**PROMPT**
Go to the line containing "Trace the outline of every instance of the arcade" in the records below and print it and every following line exactly, on through the line containing "--target parked car", then stop.
======
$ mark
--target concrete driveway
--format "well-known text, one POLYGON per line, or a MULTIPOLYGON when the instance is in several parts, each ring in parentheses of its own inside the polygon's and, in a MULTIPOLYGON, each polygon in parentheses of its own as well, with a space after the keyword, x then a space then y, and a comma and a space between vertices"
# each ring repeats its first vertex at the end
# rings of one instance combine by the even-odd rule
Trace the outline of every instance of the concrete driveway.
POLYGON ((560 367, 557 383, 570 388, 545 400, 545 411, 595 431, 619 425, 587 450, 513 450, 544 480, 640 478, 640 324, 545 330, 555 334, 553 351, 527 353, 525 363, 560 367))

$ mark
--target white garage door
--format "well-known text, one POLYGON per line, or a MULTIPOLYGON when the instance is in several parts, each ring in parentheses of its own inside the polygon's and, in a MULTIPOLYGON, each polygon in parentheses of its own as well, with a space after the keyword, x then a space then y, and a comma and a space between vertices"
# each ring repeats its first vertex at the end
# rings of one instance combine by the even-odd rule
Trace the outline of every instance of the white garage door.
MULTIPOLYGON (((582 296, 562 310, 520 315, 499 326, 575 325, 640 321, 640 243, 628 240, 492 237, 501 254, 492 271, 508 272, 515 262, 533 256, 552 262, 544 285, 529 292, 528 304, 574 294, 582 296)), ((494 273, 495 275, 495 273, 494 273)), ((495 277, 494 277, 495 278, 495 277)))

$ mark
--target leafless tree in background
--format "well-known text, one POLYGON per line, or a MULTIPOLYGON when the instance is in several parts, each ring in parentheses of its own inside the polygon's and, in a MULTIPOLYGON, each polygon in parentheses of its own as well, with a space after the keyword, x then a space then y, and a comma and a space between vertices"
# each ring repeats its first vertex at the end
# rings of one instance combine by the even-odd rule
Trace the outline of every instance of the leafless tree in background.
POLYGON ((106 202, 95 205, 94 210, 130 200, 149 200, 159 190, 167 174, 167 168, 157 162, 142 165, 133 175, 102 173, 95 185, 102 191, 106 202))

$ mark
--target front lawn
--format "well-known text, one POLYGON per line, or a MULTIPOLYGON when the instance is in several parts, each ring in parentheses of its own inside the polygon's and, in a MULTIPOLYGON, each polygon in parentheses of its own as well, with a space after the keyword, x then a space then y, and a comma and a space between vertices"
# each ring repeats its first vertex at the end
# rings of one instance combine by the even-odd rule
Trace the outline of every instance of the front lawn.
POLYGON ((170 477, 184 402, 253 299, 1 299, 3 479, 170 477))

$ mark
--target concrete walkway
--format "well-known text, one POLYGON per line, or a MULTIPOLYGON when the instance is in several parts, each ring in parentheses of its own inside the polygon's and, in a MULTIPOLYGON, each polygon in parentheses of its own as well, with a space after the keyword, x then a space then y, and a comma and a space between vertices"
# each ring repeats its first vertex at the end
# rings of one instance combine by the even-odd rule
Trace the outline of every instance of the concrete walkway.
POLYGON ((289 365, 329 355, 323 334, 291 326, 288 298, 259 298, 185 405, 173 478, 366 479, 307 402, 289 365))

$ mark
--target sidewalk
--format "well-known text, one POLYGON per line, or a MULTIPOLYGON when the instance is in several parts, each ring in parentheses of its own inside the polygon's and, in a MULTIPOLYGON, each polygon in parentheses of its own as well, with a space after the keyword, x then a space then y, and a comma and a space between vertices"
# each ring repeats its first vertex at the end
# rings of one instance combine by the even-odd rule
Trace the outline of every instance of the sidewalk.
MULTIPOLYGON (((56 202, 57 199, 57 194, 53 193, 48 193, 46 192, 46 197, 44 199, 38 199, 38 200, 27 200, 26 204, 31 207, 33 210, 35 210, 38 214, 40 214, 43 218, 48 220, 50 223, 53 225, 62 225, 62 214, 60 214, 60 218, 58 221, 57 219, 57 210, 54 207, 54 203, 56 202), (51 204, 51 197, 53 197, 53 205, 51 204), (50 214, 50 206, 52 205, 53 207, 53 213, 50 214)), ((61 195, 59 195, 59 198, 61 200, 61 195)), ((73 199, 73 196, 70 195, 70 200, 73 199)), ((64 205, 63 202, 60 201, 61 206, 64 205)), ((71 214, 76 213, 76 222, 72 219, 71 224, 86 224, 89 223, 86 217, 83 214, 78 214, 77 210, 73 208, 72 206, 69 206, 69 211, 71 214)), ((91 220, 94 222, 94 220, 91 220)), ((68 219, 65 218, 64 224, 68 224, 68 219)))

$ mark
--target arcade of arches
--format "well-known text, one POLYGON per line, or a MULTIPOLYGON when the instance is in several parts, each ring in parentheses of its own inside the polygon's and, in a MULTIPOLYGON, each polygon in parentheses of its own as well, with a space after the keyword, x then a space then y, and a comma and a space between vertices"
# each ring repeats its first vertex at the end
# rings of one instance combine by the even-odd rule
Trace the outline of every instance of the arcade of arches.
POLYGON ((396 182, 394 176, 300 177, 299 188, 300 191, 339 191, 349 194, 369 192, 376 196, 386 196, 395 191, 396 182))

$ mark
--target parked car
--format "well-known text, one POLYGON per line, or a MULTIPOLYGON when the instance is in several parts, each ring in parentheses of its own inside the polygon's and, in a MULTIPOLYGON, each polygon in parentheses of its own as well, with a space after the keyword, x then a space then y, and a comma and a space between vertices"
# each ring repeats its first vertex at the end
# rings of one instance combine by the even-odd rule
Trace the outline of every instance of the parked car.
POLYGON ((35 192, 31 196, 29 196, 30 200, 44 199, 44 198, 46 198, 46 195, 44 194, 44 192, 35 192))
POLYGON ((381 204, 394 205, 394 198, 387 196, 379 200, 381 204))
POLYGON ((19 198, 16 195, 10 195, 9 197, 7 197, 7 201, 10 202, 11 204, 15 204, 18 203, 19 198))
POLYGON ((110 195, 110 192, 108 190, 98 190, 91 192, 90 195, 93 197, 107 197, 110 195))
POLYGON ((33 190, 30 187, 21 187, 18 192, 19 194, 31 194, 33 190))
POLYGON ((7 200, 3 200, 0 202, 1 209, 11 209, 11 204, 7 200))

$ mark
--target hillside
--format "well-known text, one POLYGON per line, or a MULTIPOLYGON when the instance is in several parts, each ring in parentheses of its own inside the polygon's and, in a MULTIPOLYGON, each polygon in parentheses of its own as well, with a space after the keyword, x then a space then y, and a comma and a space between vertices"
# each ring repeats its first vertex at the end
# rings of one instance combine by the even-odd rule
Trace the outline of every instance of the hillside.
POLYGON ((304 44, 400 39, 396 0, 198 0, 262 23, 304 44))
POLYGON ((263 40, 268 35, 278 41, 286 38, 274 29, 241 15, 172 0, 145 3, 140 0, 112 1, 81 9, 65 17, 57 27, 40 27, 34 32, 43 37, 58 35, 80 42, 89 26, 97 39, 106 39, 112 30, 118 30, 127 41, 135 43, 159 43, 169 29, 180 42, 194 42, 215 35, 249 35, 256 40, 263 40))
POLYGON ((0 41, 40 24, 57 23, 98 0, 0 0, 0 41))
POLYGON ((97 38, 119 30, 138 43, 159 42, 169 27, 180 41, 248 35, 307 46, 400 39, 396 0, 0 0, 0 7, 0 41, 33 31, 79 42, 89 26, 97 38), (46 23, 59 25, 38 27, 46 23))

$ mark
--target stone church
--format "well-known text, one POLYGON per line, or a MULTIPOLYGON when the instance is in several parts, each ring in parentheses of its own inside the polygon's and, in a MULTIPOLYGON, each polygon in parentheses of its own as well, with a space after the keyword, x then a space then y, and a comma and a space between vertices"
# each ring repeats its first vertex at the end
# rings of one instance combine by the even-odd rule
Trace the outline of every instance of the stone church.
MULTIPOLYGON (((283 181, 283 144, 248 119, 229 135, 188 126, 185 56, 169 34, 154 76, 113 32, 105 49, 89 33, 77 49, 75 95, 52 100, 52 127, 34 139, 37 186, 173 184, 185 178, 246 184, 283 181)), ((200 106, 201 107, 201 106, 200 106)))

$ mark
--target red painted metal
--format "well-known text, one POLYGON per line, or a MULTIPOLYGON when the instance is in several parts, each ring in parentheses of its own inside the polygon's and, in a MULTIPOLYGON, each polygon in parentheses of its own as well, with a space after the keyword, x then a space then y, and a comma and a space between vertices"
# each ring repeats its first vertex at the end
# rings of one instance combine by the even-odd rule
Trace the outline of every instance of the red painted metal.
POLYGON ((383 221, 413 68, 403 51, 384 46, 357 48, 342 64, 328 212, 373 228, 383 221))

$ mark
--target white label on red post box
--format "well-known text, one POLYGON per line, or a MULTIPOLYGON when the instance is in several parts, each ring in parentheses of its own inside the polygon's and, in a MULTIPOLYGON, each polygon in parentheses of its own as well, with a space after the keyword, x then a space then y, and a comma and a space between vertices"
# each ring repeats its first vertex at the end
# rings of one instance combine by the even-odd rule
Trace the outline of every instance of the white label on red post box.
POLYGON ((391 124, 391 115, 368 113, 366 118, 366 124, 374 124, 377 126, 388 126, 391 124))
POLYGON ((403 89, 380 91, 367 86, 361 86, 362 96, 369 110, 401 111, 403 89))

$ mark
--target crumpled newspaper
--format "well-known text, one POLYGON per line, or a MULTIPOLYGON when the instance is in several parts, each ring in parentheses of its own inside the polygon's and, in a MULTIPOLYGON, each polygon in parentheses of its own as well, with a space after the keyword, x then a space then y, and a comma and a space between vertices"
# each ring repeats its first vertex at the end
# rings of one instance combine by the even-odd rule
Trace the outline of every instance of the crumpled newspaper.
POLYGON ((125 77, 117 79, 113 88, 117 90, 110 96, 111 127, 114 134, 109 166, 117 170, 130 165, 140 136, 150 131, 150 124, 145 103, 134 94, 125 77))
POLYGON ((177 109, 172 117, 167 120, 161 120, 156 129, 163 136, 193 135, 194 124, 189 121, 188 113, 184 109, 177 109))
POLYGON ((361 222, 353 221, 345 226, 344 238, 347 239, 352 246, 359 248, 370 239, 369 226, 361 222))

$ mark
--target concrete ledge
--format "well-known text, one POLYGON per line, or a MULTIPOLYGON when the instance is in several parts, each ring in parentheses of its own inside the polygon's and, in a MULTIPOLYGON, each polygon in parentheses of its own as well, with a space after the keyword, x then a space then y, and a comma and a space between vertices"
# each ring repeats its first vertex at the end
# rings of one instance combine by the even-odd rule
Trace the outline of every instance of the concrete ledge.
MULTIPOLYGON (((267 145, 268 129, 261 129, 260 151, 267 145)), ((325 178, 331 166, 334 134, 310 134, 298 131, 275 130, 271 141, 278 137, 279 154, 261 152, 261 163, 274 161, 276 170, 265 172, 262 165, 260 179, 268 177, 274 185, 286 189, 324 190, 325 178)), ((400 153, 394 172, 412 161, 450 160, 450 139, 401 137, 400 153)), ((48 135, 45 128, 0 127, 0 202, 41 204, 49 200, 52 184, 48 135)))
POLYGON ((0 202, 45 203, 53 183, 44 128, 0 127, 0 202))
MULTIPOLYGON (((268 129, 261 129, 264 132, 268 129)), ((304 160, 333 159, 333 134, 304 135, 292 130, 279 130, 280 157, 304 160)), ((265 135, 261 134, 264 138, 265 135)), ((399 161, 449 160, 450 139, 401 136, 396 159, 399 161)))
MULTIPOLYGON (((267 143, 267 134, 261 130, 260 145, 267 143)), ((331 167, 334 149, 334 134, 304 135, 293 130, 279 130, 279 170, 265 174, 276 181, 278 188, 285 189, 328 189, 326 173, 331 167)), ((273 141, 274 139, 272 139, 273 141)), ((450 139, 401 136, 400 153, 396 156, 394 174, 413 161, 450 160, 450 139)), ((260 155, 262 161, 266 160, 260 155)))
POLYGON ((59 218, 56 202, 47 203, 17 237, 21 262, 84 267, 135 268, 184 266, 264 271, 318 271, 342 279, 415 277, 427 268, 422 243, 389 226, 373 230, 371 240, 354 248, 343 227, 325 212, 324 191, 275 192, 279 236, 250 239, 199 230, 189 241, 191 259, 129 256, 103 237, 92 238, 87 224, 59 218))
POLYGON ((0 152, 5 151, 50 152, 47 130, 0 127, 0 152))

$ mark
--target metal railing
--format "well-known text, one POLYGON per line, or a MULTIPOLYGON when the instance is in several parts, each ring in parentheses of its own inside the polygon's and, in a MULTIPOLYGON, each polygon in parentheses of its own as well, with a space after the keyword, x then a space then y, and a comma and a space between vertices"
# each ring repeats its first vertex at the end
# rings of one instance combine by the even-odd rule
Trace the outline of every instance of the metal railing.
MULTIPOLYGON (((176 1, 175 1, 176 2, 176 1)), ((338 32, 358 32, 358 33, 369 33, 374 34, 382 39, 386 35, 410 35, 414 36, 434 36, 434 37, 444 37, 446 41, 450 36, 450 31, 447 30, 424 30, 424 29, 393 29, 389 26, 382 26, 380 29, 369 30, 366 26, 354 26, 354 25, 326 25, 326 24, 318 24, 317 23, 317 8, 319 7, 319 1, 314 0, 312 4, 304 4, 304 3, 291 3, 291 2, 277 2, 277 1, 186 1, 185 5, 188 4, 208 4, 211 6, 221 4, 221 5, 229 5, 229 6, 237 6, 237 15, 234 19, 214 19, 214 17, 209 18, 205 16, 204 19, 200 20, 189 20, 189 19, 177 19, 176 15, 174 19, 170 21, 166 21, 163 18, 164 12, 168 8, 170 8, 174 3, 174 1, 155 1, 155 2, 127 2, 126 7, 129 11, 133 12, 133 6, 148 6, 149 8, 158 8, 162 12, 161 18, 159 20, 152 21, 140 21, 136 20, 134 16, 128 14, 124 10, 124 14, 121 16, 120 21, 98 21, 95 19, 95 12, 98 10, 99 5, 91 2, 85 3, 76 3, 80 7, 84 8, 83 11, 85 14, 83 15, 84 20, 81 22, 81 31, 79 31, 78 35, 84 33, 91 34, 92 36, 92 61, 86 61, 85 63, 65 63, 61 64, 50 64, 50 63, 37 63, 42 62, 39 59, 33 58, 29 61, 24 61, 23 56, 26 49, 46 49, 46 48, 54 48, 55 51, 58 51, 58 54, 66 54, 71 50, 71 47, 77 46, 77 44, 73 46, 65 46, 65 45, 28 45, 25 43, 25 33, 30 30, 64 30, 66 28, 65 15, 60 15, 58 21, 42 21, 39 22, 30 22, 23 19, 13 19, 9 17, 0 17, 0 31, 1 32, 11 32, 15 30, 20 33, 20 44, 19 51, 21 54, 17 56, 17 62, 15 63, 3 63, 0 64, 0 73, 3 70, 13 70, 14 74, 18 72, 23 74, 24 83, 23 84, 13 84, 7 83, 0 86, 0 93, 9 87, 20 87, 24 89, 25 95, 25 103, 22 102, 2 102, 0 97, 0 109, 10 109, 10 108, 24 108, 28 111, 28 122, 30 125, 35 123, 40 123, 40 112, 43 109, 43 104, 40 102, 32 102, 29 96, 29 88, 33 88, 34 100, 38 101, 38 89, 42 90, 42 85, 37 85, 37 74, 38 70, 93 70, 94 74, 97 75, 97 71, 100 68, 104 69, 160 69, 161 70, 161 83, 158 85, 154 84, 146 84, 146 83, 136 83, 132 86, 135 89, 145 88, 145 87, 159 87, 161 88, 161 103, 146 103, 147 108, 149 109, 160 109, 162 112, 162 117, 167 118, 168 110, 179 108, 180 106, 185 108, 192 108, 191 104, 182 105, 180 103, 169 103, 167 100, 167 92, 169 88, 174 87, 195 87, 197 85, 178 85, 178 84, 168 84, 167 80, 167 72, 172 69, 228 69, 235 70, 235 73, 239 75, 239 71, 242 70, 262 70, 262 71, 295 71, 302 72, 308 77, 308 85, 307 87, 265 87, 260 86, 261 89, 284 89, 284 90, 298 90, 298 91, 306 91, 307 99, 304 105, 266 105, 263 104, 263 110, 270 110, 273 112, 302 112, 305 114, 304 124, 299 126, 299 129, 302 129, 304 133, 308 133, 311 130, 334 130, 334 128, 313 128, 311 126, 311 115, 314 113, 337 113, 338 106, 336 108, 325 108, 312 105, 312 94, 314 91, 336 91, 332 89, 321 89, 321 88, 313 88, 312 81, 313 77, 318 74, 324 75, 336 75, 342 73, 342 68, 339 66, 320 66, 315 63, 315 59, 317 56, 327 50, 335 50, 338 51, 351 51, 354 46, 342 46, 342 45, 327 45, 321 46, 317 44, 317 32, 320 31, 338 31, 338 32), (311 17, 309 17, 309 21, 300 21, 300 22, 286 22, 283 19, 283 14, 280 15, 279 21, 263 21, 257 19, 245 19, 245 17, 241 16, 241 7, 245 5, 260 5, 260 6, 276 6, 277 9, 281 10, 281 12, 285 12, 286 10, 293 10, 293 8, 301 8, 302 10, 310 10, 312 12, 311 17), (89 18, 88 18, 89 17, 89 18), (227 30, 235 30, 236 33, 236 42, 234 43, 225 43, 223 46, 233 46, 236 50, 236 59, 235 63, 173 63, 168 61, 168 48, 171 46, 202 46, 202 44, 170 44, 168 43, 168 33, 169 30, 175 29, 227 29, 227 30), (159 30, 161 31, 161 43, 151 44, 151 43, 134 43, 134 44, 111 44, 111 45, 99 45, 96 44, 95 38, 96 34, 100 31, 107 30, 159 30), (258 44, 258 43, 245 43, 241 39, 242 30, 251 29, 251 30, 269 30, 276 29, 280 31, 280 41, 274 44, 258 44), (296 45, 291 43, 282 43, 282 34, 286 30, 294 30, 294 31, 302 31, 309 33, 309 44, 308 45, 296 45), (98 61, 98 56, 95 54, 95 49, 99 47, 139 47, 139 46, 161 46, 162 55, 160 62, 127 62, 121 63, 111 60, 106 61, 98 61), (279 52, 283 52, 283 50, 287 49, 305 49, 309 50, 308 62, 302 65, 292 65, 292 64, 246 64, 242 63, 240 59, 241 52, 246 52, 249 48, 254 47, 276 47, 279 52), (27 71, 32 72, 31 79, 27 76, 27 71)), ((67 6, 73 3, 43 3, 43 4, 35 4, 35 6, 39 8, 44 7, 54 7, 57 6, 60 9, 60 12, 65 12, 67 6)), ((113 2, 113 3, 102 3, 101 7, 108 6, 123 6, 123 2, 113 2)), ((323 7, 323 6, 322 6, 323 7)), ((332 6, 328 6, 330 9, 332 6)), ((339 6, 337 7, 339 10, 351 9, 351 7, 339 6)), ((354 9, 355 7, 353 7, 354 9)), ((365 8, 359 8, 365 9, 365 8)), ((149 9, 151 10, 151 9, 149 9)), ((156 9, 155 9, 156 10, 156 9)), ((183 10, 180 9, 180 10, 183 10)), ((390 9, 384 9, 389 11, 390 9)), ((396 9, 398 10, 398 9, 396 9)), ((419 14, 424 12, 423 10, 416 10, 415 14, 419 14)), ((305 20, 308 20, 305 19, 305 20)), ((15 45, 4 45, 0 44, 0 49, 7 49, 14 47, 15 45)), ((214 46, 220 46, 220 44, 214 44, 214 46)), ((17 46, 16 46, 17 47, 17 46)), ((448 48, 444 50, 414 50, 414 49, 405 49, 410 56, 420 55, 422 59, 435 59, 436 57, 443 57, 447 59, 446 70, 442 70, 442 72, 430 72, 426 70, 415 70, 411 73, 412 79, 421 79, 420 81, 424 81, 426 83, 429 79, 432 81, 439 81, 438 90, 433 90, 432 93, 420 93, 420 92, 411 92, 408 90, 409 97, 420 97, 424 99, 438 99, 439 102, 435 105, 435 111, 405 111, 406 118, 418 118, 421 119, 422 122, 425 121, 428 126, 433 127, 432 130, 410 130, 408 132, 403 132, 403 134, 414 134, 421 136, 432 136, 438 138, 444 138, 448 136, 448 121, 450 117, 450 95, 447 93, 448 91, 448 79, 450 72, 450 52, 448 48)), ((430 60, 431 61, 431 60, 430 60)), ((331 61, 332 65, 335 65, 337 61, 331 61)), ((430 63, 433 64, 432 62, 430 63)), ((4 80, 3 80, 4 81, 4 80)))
======
**EXERCISE ANSWER**
Trace the outline of every instance of the arcade of arches.
POLYGON ((396 182, 394 176, 300 177, 299 188, 300 191, 339 191, 349 194, 369 192, 376 196, 386 196, 395 191, 396 182))

$ mark
--target parked car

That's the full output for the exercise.